## [Instructions for the task]
Report how many lines of the records contain the string "positive", and give only that number.

## [Provided data]
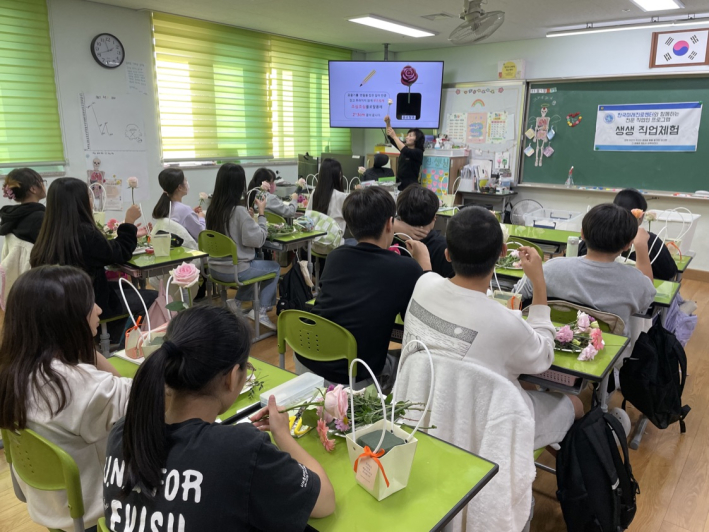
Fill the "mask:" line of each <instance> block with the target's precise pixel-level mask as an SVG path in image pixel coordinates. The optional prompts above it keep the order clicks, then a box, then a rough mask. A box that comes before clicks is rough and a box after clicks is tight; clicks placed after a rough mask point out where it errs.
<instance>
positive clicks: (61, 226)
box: [30, 177, 157, 332]
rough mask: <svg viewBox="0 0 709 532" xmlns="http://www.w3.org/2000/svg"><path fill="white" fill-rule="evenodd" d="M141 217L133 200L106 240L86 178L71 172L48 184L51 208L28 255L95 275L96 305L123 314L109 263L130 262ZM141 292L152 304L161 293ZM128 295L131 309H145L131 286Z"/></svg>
mask: <svg viewBox="0 0 709 532" xmlns="http://www.w3.org/2000/svg"><path fill="white" fill-rule="evenodd" d="M138 218H140V207H138V206H137V205H131V206H130V207H129V208H128V210H127V211H126V216H125V222H124V223H122V224H121V225H119V226H118V229H117V230H116V238H114V239H113V240H108V239H106V237H105V236H104V235H103V234H102V233H101V231H99V229H98V227H97V226H96V223H95V222H94V218H93V211H92V201H91V195H90V192H89V187H88V186H87V185H86V183H85V182H84V181H82V180H80V179H76V178H73V177H60V178H59V179H55V180H54V182H53V183H52V185H51V186H50V187H49V191H48V194H47V211H46V213H45V215H44V222H43V223H42V229H41V230H40V232H39V237H38V238H37V242H36V243H35V245H34V247H33V248H32V253H31V254H30V265H31V266H32V267H33V268H36V267H37V266H42V265H45V264H61V265H68V266H76V267H78V268H81V269H82V270H84V271H85V272H86V273H88V274H89V277H90V278H91V281H92V283H93V286H94V296H95V298H96V304H97V305H98V306H99V307H101V308H102V309H103V316H104V318H108V317H112V316H118V315H120V314H125V313H126V310H127V309H126V308H125V306H124V304H123V301H122V299H121V298H120V296H119V294H118V285H117V283H109V282H108V279H107V278H106V269H105V268H106V266H109V265H111V264H122V263H125V262H128V261H129V260H130V259H131V257H132V256H133V251H135V248H136V246H137V245H138V233H139V232H140V233H145V229H144V228H141V229H139V228H138V227H136V225H135V222H136V220H137V219H138ZM140 292H141V295H142V296H143V299H144V300H145V302H146V305H148V306H150V305H151V304H152V302H153V301H154V300H155V298H156V297H157V292H156V291H155V290H141V291H140ZM126 298H127V300H128V308H129V309H130V310H131V311H132V312H133V313H134V314H136V313H141V312H144V311H143V305H142V304H141V303H140V301H138V298H137V295H136V294H135V292H134V291H133V290H129V291H127V292H126ZM119 325H120V324H119ZM119 332H120V331H119Z"/></svg>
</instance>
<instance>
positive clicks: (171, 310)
mask: <svg viewBox="0 0 709 532" xmlns="http://www.w3.org/2000/svg"><path fill="white" fill-rule="evenodd" d="M165 308H166V309H167V310H170V311H172V312H181V311H183V310H185V309H186V308H187V307H186V306H185V304H184V303H183V302H182V301H173V302H172V303H168V304H167V305H165Z"/></svg>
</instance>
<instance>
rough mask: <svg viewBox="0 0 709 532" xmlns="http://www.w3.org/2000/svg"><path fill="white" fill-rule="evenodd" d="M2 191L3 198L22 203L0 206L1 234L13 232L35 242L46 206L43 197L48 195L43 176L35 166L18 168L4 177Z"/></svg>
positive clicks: (21, 239) (6, 233)
mask: <svg viewBox="0 0 709 532" xmlns="http://www.w3.org/2000/svg"><path fill="white" fill-rule="evenodd" d="M2 192H3V197H5V198H8V199H10V200H13V201H16V202H17V203H18V204H19V205H5V206H4V207H3V208H2V209H0V219H1V220H2V222H0V236H6V235H9V234H13V235H15V236H16V237H17V238H19V239H20V240H25V241H27V242H30V243H32V244H34V243H35V242H36V241H37V236H39V229H40V227H42V220H43V219H44V205H42V204H41V203H40V200H43V199H44V198H45V197H46V196H47V192H46V190H45V188H44V180H43V179H42V176H40V175H39V174H38V173H37V172H35V171H34V170H32V168H15V169H14V170H12V171H11V172H10V173H9V174H7V175H6V176H5V183H4V184H3V187H2Z"/></svg>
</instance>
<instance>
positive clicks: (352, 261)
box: [295, 187, 431, 384]
mask: <svg viewBox="0 0 709 532" xmlns="http://www.w3.org/2000/svg"><path fill="white" fill-rule="evenodd" d="M343 211H344V212H343V214H344V217H345V220H346V221H347V226H348V227H349V228H350V230H351V231H352V234H353V235H354V237H355V238H356V239H357V242H358V244H357V245H356V246H341V247H339V248H337V249H335V250H334V251H332V252H330V254H329V255H328V257H327V263H326V265H325V271H324V272H323V275H322V278H321V288H320V293H319V294H318V297H317V301H316V302H315V307H314V308H313V313H314V314H318V315H320V316H322V317H323V318H327V319H328V320H330V321H334V322H335V323H337V324H338V325H341V326H342V327H344V328H345V329H347V330H348V331H350V332H351V333H352V335H353V336H354V337H355V340H357V353H358V356H359V358H361V359H362V360H364V361H365V362H366V363H367V364H369V367H370V368H372V371H373V372H374V374H375V375H380V374H382V373H384V375H388V376H394V374H395V369H396V363H397V361H396V360H395V359H394V358H393V357H391V356H389V357H388V356H387V349H388V347H389V338H390V336H391V331H392V328H393V327H394V321H395V320H396V316H397V314H401V316H402V317H403V316H404V313H405V312H406V306H407V305H408V304H409V299H410V298H411V293H412V292H413V290H414V285H415V284H416V281H417V280H418V278H419V277H420V276H421V273H422V272H423V271H424V270H430V269H431V263H430V260H429V256H428V249H426V246H424V245H423V244H422V243H421V242H417V241H415V240H407V241H406V247H407V248H408V249H409V251H410V252H411V254H412V255H413V257H414V259H411V258H410V257H406V256H400V255H397V254H396V253H392V252H391V251H389V246H390V245H391V243H392V239H393V238H394V227H393V218H394V214H395V212H396V205H395V204H394V199H393V198H392V196H391V194H389V193H388V192H386V191H385V190H384V189H382V188H380V187H370V188H365V189H360V190H355V191H354V192H352V193H351V194H350V195H349V196H348V197H347V199H346V200H345V204H344V208H343ZM295 365H296V372H297V373H299V374H300V373H303V372H305V371H312V372H313V373H317V374H318V375H321V376H322V377H324V378H325V379H326V380H327V381H330V382H333V383H339V384H346V383H349V378H348V373H347V361H346V360H338V361H333V362H314V361H312V360H308V359H306V358H303V357H301V356H299V355H296V357H295ZM385 366H386V370H385ZM368 378H369V374H368V373H367V372H366V370H362V371H358V373H357V381H358V382H359V381H363V380H364V381H365V383H366V382H367V379H368Z"/></svg>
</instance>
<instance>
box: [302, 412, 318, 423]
mask: <svg viewBox="0 0 709 532" xmlns="http://www.w3.org/2000/svg"><path fill="white" fill-rule="evenodd" d="M318 419H320V418H319V417H318V414H317V412H316V411H315V410H306V411H305V412H303V425H307V426H308V427H317V426H318Z"/></svg>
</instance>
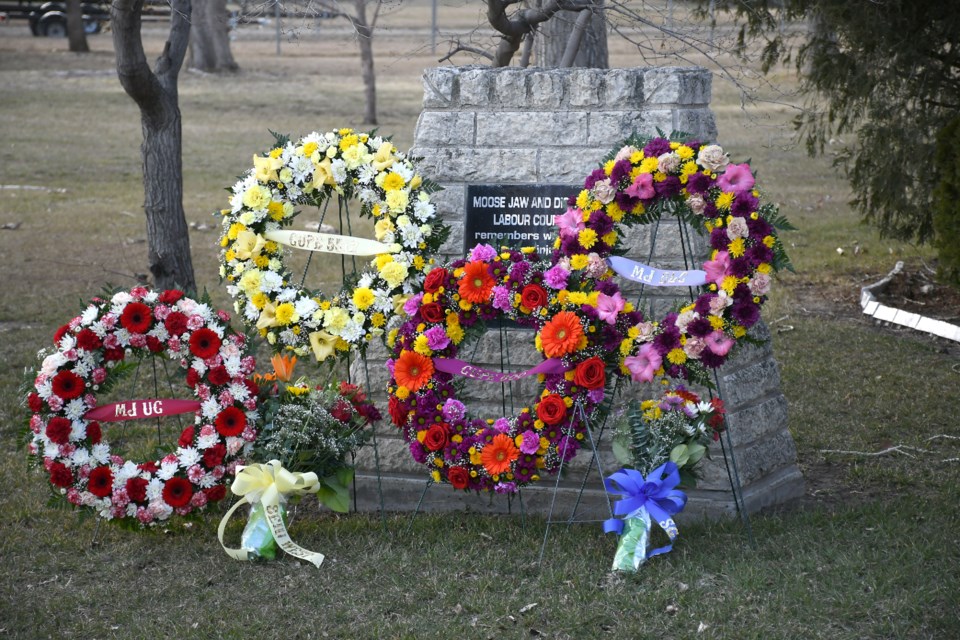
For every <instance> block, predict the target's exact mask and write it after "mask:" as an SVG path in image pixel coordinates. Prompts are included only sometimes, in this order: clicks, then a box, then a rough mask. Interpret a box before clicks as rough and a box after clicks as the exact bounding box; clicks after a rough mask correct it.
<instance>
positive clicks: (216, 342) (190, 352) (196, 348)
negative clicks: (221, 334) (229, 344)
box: [190, 327, 220, 360]
mask: <svg viewBox="0 0 960 640" xmlns="http://www.w3.org/2000/svg"><path fill="white" fill-rule="evenodd" d="M218 351H220V336H218V335H217V334H216V333H214V332H213V331H211V330H210V329H207V328H206V327H203V328H200V329H197V330H196V331H194V332H193V334H191V336H190V353H192V354H193V355H195V356H197V357H198V358H200V359H202V360H206V359H207V358H212V357H213V356H215V355H217V352H218Z"/></svg>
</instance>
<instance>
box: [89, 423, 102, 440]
mask: <svg viewBox="0 0 960 640" xmlns="http://www.w3.org/2000/svg"><path fill="white" fill-rule="evenodd" d="M102 439H103V431H102V430H101V429H100V423H99V422H91V423H90V424H88V425H87V440H89V441H90V444H100V440H102Z"/></svg>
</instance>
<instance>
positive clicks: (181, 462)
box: [177, 447, 202, 469]
mask: <svg viewBox="0 0 960 640" xmlns="http://www.w3.org/2000/svg"><path fill="white" fill-rule="evenodd" d="M201 457H202V456H201V455H200V452H199V451H197V450H196V449H194V448H193V447H178V448H177V459H178V460H179V461H180V466H181V467H183V468H184V469H189V468H190V467H192V466H193V465H195V464H198V463H199V462H200V458H201Z"/></svg>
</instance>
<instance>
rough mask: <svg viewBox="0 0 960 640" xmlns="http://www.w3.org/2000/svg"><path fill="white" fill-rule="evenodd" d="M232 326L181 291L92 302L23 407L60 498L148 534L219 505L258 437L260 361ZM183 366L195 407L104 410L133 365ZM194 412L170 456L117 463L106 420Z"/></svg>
mask: <svg viewBox="0 0 960 640" xmlns="http://www.w3.org/2000/svg"><path fill="white" fill-rule="evenodd" d="M228 321H229V316H228V315H227V314H226V313H225V312H223V311H215V310H213V309H212V308H211V307H210V306H209V305H207V304H205V303H201V302H197V301H195V300H192V299H190V298H187V297H184V295H183V293H181V292H180V291H163V292H156V291H151V290H148V289H146V288H143V287H137V288H135V289H133V290H131V291H129V292H120V293H117V294H115V295H114V296H113V297H112V298H111V299H110V300H102V299H94V300H93V302H92V303H91V304H90V305H89V306H88V307H87V308H86V309H85V310H84V311H83V313H82V314H80V315H79V316H77V317H76V318H74V319H73V320H71V321H70V322H69V323H68V324H66V325H64V326H62V327H60V329H59V330H58V331H57V332H56V335H55V336H54V345H55V348H54V350H53V351H52V352H49V353H45V352H41V355H44V356H45V357H44V358H43V362H42V365H41V367H40V371H39V373H38V374H37V376H36V379H35V380H34V384H33V387H34V391H32V392H31V393H29V395H28V396H27V403H28V405H29V408H30V410H31V411H32V413H33V415H32V416H31V418H30V430H31V431H32V433H33V438H32V441H31V443H30V445H29V451H30V454H31V456H33V457H34V458H35V459H36V460H37V461H38V462H39V463H40V464H42V465H43V467H44V469H46V471H47V473H49V476H50V482H51V483H52V484H53V486H54V487H55V488H56V489H57V490H58V492H59V493H60V494H64V495H66V498H67V500H68V501H69V502H70V503H71V504H73V505H77V506H83V507H88V508H90V509H93V510H94V511H95V512H96V513H97V514H98V515H99V516H100V517H102V518H105V519H108V520H120V521H123V520H127V521H130V522H134V523H137V522H139V523H140V524H141V525H153V524H157V523H158V522H162V521H164V520H166V519H168V518H169V517H170V516H171V515H172V514H174V513H176V514H178V515H185V514H187V513H190V512H191V511H193V510H195V509H200V508H202V507H204V506H205V505H206V504H207V503H209V502H216V501H219V500H222V499H223V498H224V496H225V495H226V486H227V484H228V483H229V480H230V478H231V476H233V473H234V468H235V467H236V465H237V464H238V463H240V462H241V460H240V458H239V456H241V455H243V454H244V453H245V452H246V451H247V450H249V447H250V443H252V442H253V441H254V439H255V438H256V431H255V430H254V427H253V425H254V424H255V423H256V421H257V419H258V414H257V387H256V385H255V384H253V382H251V381H250V380H248V379H247V376H249V375H250V374H252V373H253V370H254V367H255V362H254V359H253V357H252V356H248V355H246V343H245V339H244V336H243V335H241V334H238V333H235V332H234V331H232V330H231V329H230V328H229V326H228V325H227V322H228ZM148 357H157V358H166V359H169V360H172V361H174V362H176V363H177V364H178V365H179V368H180V370H181V371H183V372H184V373H185V375H186V383H187V385H188V386H189V387H190V388H191V389H193V392H194V394H195V396H196V400H195V401H184V400H135V401H128V402H120V403H116V404H112V405H106V406H103V407H99V406H98V403H97V392H99V391H105V390H106V389H108V388H110V387H111V386H112V385H113V384H114V383H116V382H117V380H118V379H119V378H120V377H121V376H122V372H123V371H124V370H126V369H128V368H129V367H128V366H127V363H128V361H129V360H132V359H134V358H140V359H142V358H148ZM193 411H195V412H196V419H195V424H194V425H193V426H188V427H186V428H185V429H183V431H182V433H181V434H180V437H179V440H178V442H177V445H178V446H177V448H176V450H175V451H173V452H171V453H169V454H168V455H166V456H164V457H163V458H161V459H160V460H154V461H148V462H140V463H138V462H134V461H131V460H124V459H123V458H122V457H121V456H119V455H116V454H114V453H112V452H111V449H110V443H109V442H107V440H106V439H105V437H104V434H103V428H102V427H101V424H100V423H101V421H104V422H105V421H108V420H109V421H113V420H118V419H120V420H122V419H132V418H141V417H150V416H155V415H169V414H175V413H185V412H193Z"/></svg>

## [Problem solution]
6